RECORD SET
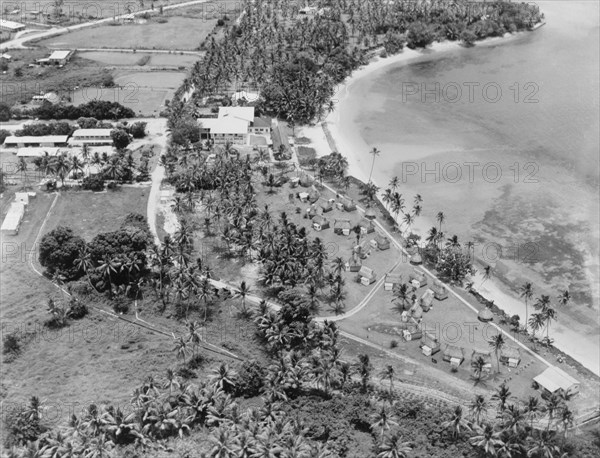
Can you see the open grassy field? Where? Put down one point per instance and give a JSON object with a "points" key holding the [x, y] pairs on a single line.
{"points": [[132, 59], [143, 92], [75, 11], [150, 35], [22, 81]]}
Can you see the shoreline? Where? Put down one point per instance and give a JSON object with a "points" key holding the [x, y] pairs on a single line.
{"points": [[350, 144]]}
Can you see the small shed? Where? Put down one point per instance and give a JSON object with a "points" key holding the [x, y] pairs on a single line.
{"points": [[454, 355], [392, 280], [416, 259], [416, 311], [439, 290], [486, 355], [382, 242], [553, 380], [412, 333], [485, 315], [367, 275], [22, 197], [312, 211], [353, 264], [13, 218], [326, 206], [313, 195], [366, 226], [511, 356], [349, 205], [426, 300], [370, 213], [418, 276], [320, 223], [341, 226], [305, 181], [429, 344], [361, 250]]}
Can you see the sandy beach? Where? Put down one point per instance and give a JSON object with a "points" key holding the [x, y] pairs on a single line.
{"points": [[567, 333]]}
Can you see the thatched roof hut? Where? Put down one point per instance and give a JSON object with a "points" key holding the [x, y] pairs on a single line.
{"points": [[319, 223], [370, 213], [510, 356], [353, 264], [367, 275], [342, 226], [349, 204], [383, 243], [326, 206], [429, 344], [486, 355], [416, 259], [313, 195], [485, 315]]}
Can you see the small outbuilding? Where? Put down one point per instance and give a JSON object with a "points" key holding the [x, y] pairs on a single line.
{"points": [[426, 300], [440, 292], [486, 355], [454, 355], [353, 264], [418, 276], [370, 213], [511, 356], [485, 315], [382, 242], [366, 226], [554, 380], [429, 344], [416, 259], [326, 206], [341, 227], [349, 205], [367, 275], [320, 223], [391, 281]]}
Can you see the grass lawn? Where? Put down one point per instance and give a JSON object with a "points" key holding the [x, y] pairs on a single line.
{"points": [[90, 213], [35, 80], [150, 35]]}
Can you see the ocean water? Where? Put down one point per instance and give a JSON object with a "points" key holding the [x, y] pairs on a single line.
{"points": [[504, 138]]}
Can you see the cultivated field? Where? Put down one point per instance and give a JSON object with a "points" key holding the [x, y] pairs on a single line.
{"points": [[143, 92], [150, 35], [133, 59]]}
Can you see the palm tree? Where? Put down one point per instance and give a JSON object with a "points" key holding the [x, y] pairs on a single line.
{"points": [[497, 342], [382, 420], [487, 439], [501, 395], [457, 423], [242, 292], [180, 348], [393, 447], [478, 366], [374, 152], [564, 298], [527, 294], [440, 219], [388, 374], [364, 369], [22, 167], [536, 322]]}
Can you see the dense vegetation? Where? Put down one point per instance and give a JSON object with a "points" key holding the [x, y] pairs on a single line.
{"points": [[297, 61]]}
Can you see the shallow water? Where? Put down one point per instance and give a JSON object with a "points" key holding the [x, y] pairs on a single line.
{"points": [[504, 139]]}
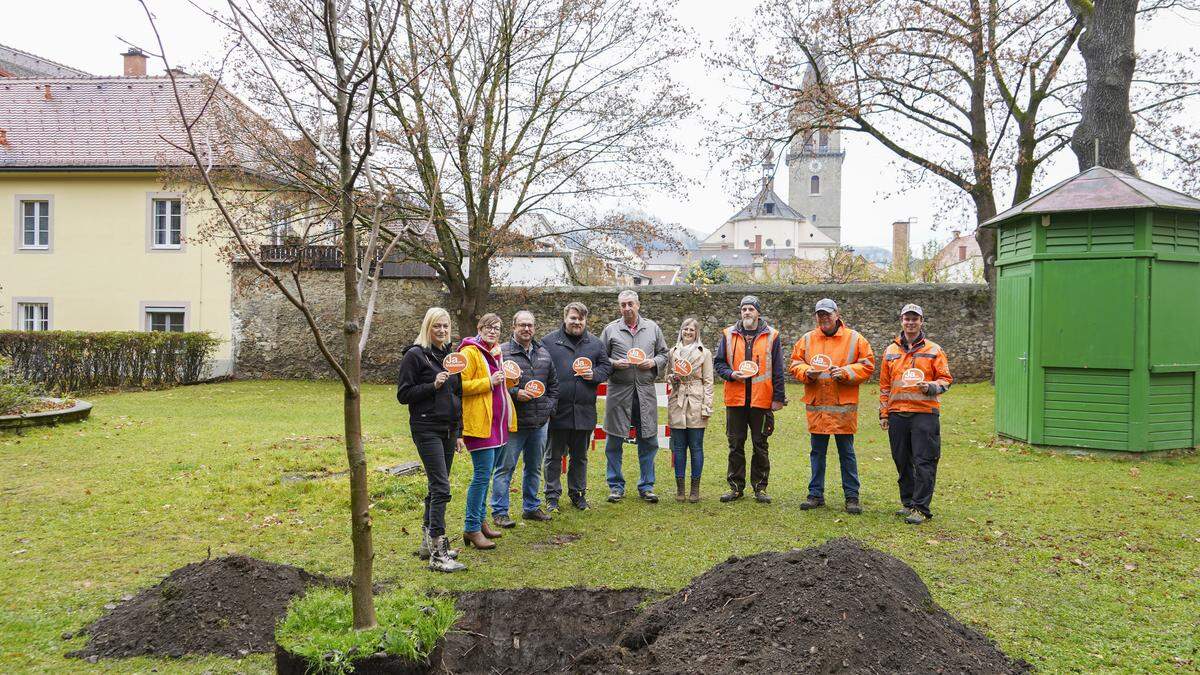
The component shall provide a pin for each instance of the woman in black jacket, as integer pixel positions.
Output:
(435, 416)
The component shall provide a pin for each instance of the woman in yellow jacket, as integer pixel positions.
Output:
(487, 418)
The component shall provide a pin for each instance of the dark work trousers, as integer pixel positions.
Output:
(737, 422)
(571, 443)
(916, 447)
(436, 451)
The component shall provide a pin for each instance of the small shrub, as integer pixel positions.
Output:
(71, 360)
(318, 628)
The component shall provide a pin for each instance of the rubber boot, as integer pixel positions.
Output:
(439, 557)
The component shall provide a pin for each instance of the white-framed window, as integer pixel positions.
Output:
(35, 223)
(34, 316)
(167, 222)
(169, 317)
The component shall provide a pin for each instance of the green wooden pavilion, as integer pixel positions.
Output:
(1098, 315)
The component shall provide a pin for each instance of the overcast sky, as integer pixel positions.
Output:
(85, 35)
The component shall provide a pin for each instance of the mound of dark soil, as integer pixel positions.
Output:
(226, 605)
(534, 629)
(839, 607)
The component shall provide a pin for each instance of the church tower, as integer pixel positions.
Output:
(814, 169)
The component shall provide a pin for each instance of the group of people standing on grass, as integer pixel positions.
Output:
(535, 400)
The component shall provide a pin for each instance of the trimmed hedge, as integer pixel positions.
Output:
(72, 360)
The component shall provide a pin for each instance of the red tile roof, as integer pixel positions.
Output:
(114, 123)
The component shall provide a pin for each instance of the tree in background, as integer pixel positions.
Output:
(707, 273)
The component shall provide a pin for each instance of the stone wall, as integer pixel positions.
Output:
(273, 340)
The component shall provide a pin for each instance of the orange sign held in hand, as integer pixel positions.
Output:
(912, 377)
(682, 368)
(511, 370)
(454, 363)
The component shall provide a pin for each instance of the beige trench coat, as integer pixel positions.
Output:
(690, 401)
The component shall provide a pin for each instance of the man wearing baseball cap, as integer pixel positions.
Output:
(832, 360)
(751, 395)
(912, 376)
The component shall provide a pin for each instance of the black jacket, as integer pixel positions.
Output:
(532, 414)
(576, 396)
(430, 408)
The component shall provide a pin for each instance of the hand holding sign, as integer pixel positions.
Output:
(454, 363)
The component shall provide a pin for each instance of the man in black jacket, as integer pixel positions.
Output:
(571, 425)
(533, 417)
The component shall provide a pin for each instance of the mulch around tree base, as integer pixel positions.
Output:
(839, 607)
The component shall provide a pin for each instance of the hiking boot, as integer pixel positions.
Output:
(813, 502)
(489, 531)
(537, 514)
(478, 539)
(441, 559)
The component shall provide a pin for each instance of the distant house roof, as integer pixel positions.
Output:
(1099, 189)
(16, 63)
(95, 123)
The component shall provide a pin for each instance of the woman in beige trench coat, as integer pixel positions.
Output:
(689, 405)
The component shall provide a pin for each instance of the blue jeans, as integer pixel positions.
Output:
(529, 443)
(845, 458)
(477, 493)
(681, 441)
(647, 449)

STATED GOAL
Put the items above into a two-column CSV headed "text" and "answer", with one row per item covering every item, each field quoted and its line breaks replaced by spaces. Leave the pictures out.

TASK ANSWER
text,answer
"Can you see the open grassy field? Where? Put down one point per instance and give a JSON object with a ""points"" key holding the [x, y] pairs on a single line.","{""points"": [[132, 59], [143, 92], [75, 11], [150, 35], [22, 81]]}"
"Can you see the shoreline? Where? Put down one point per instance and give a JSON object with a ""points"" key holding the [x, y] pairs on a single line.","{""points"": [[350, 144]]}"
"Can you see the small shed? Where? Put down one point per instance and give a JSON object with a ""points"" key holding the [x, y] pairs on a single line.","{""points"": [[454, 355], [392, 280], [416, 259], [416, 311], [439, 290], [486, 355], [382, 242], [553, 380], [412, 333], [485, 315], [367, 275], [22, 197], [312, 211], [353, 264], [13, 218], [326, 206], [313, 195], [366, 226], [511, 356], [349, 205], [426, 300], [370, 213], [418, 276], [320, 223], [341, 226], [305, 181], [429, 344], [361, 250]]}"
"Can you see the sandy beach? Where? Put down one point per instance and give a JSON object with a ""points"" key holding the [x, y] pairs on a single line.","{""points"": [[567, 333]]}"
"Can you see the thatched roof hut? Where? Put down one point per instance and give a JSON object with a ""points"" key holding the [x, y] pairs on a single line.","{""points"": [[319, 223], [370, 213], [510, 356], [353, 264], [367, 275], [342, 226], [349, 204], [383, 243], [326, 206], [429, 344], [486, 355], [416, 259], [313, 195], [485, 315]]}"
"Can you see the small outbuilding? Where? Put down one point per instance and give a JSON object with a ""points"" key holding the [x, y] pairs on a single line.","{""points"": [[426, 300], [440, 292], [486, 355], [454, 355], [353, 264], [418, 276], [370, 213], [511, 356], [485, 315], [382, 242], [366, 226], [554, 380], [429, 344], [416, 259], [326, 206], [341, 227], [349, 205], [367, 275], [320, 223], [391, 281]]}"
"Can you see the grass lawn? Where? Put down one point per instance and give a JSON object with a ""points"" key holding the [x, y] pairs on a single line.","{""points"": [[90, 213], [35, 80], [150, 35]]}"
"Can you see the ocean water? Where? Put down one point per instance and give a JSON object with a ""points"" key holding the [x, y] pairs on a single line.","{""points"": [[504, 138]]}"
"Can you see the cultivated field? Where? Put down one point per instance and give a JSON object with a ""points"" key holding the [x, y] pairs on a single line.","{""points"": [[143, 92], [150, 35], [133, 59]]}"
"Can you see the palm tree? Where? Put down one point per instance and give a JSON object with a ""points"" key holding the [x, y] pairs on a single line.","{""points"": [[497, 342], [382, 420], [487, 439], [501, 395], [457, 423], [242, 292], [180, 348], [393, 447], [478, 366], [374, 152], [564, 298], [527, 294], [440, 219], [388, 374], [364, 369], [22, 167], [536, 322]]}"
"Can you see the dense vegetation? Where? Put down one point per instance and give a JSON object with a ""points"" key holding the [x, y] pairs on a single line.","{""points"": [[297, 61]]}"
"Can you see the shallow water? Where? Put down one point per instance and give a JSON object with a ""points"" key holding the [x, y] pairs on a single line.","{""points"": [[504, 139]]}"
"The component shall provide a pin for each instance of the woman in black jacket, as integer pixel positions. Output:","(435, 416)"
"The component shall provide a pin for each instance of the woman in yellow jacket, as integer pixel positions. Output:","(487, 418)"
"The component shall provide a pin for each instance of the dark work trousers, as integer pixel positions. Output:","(737, 422) (571, 443) (916, 447) (436, 451)"
"The component shall provide a pin for each instance of the small shrub, as integer pixel positions. Output:","(71, 360) (318, 628)"
"The component shall provide a pin for each instance of the rubber boot, as integer pixel positions. Output:","(439, 557)"
"The component shall provide a pin for each instance of the white-framed window, as integer pixel positions. Output:","(35, 223) (34, 316) (167, 222) (169, 317)"
"The component shall provide a pin for each instance of the green wooden pavilion, as integer pixel positions. Output:","(1098, 315)"
"The component shall provide a pin for each instance of the overcast sky, as integer pixel positions. Output:","(85, 35)"
"The component shall provide a pin for each instance of the mound of dark soil, as integer pixel positions. Output:","(226, 605) (534, 629) (839, 607)"
"The component shall provide a pin for each instance of the church tower, as integer pixel positions. Output:","(814, 169)"
"The component shall provide a pin for each instance of the group of people standing on grass, as integer pixel positions. Output:","(535, 400)"
"The component shall provide a pin for each instance of the trimmed hedge, as integer pixel positions. Output:","(72, 360)"
"The component shall provide a pin for each instance of the red tile roof, as integer pixel positions. Output:","(114, 123)"
"The component shall provide a pin for each instance of the tree in background, as integer pixel positions. Output:","(707, 273)"
"The component shall provide a pin for each instance of the stone wall, as integer pixel positions. Output:","(273, 340)"
"The component shall provide a pin for each instance of the orange sign held in hand, as integer pixel positions. Output:","(912, 377) (682, 368) (511, 370) (454, 363)"
"The component shall provide a pin for each instance of the beige trench coat, as integer pixel positions. Output:","(690, 401)"
"The component shall provide a pin for each instance of the man wearing baseball cap, as integer pixel positions. Output:","(832, 360) (751, 395) (912, 376)"
"The component shall provide a pin for each instance of the black jacket, as integer pixel positions. Output:","(532, 414) (576, 396) (430, 408)"
"The component shall provide a pin for each instance of the hand holding sign, as integer pixel positions. Output:","(454, 363)"
"The component shall provide a pin for each instance of the man in black jacket, as integer pixel positions. Output:","(571, 425) (533, 417)"
"The component shall provide a pin for each instance of the mulch around tree base, as integer pixel positions. Output:","(839, 607)"
"The component shall provide a pin for each instance of the hiking boot, as integer pixel positions. Output:","(813, 502) (489, 531) (537, 514) (478, 539) (441, 559)"
"The component shall provide a pin for each instance of the distant house roof, as integer pixel positions. Output:","(1099, 189) (16, 63) (95, 123)"
"The component shall provide a pin for each instance of the woman in beige trench coat, as integer pixel positions. Output:","(689, 405)"
"The component shall provide a pin for each instance of the blue jeans, as integer pixel positions. Output:","(529, 443) (845, 458) (477, 493) (681, 441) (647, 449)"